Once you reach the line containing "Target: utility pole" in the entries below, write out that line and each one after it down to the line containing "Objective — a", exactly and with nothing added.

(Natural language region descriptions)
===============
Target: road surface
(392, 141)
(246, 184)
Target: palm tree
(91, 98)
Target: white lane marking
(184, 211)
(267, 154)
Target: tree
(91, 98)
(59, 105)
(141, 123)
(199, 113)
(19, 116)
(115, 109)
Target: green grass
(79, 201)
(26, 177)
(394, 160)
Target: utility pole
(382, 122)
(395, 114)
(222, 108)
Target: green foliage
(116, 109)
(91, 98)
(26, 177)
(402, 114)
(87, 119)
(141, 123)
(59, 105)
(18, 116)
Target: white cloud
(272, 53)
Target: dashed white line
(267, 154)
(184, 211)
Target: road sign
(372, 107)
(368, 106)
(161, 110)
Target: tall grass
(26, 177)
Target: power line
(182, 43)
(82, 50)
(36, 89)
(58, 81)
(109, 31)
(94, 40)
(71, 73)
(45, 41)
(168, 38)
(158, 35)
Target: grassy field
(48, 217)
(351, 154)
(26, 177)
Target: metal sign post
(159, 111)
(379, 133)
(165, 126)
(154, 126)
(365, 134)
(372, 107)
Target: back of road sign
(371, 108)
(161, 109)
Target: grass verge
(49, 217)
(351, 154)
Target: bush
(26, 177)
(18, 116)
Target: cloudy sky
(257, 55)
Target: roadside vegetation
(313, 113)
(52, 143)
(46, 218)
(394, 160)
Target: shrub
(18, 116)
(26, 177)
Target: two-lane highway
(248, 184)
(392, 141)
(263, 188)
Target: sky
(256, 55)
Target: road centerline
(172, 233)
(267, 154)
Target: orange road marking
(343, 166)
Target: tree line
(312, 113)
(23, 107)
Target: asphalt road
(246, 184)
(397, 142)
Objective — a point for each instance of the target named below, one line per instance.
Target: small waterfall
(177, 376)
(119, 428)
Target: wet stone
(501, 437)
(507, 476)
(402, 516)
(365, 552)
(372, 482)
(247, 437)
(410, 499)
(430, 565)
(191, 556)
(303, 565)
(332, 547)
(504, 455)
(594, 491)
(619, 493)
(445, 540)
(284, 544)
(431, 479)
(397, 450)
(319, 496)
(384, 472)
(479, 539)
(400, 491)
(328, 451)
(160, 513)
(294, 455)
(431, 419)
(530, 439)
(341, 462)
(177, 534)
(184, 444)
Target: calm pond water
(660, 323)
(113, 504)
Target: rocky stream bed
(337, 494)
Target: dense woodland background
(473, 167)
===============
• **Answer for this exercise**
Target: utility pole
(382, 122)
(395, 114)
(222, 108)
Target: green foliage
(116, 109)
(91, 98)
(26, 177)
(402, 114)
(87, 119)
(141, 123)
(59, 105)
(18, 116)
Target: white cloud
(272, 53)
Target: dashed white line
(267, 154)
(184, 211)
Target: road sign
(372, 107)
(368, 106)
(161, 110)
Target: tall grass
(26, 177)
Target: power line
(182, 43)
(82, 50)
(36, 89)
(58, 81)
(109, 31)
(94, 40)
(71, 73)
(45, 41)
(168, 38)
(158, 35)
Target: grassy field
(48, 217)
(351, 154)
(26, 177)
Target: metal sign post
(159, 111)
(379, 133)
(165, 126)
(154, 126)
(365, 134)
(372, 107)
Target: back of road sign
(371, 108)
(161, 109)
Target: grass verge
(49, 217)
(351, 154)
Target: bush
(26, 177)
(18, 116)
Target: cloudy sky
(257, 55)
Target: roadside vegetation
(313, 113)
(52, 143)
(46, 218)
(394, 160)
Target: shrub
(18, 116)
(26, 177)
Target: two-lane highway
(248, 184)
(392, 141)
(263, 188)
Target: sky
(256, 55)
Target: road centerline
(172, 233)
(267, 154)
Target: orange road marking
(343, 166)
Target: tree line
(312, 113)
(23, 107)
Target: asphalt road
(246, 184)
(397, 142)
Objective — a point for each instance of the target named below, one line per instance.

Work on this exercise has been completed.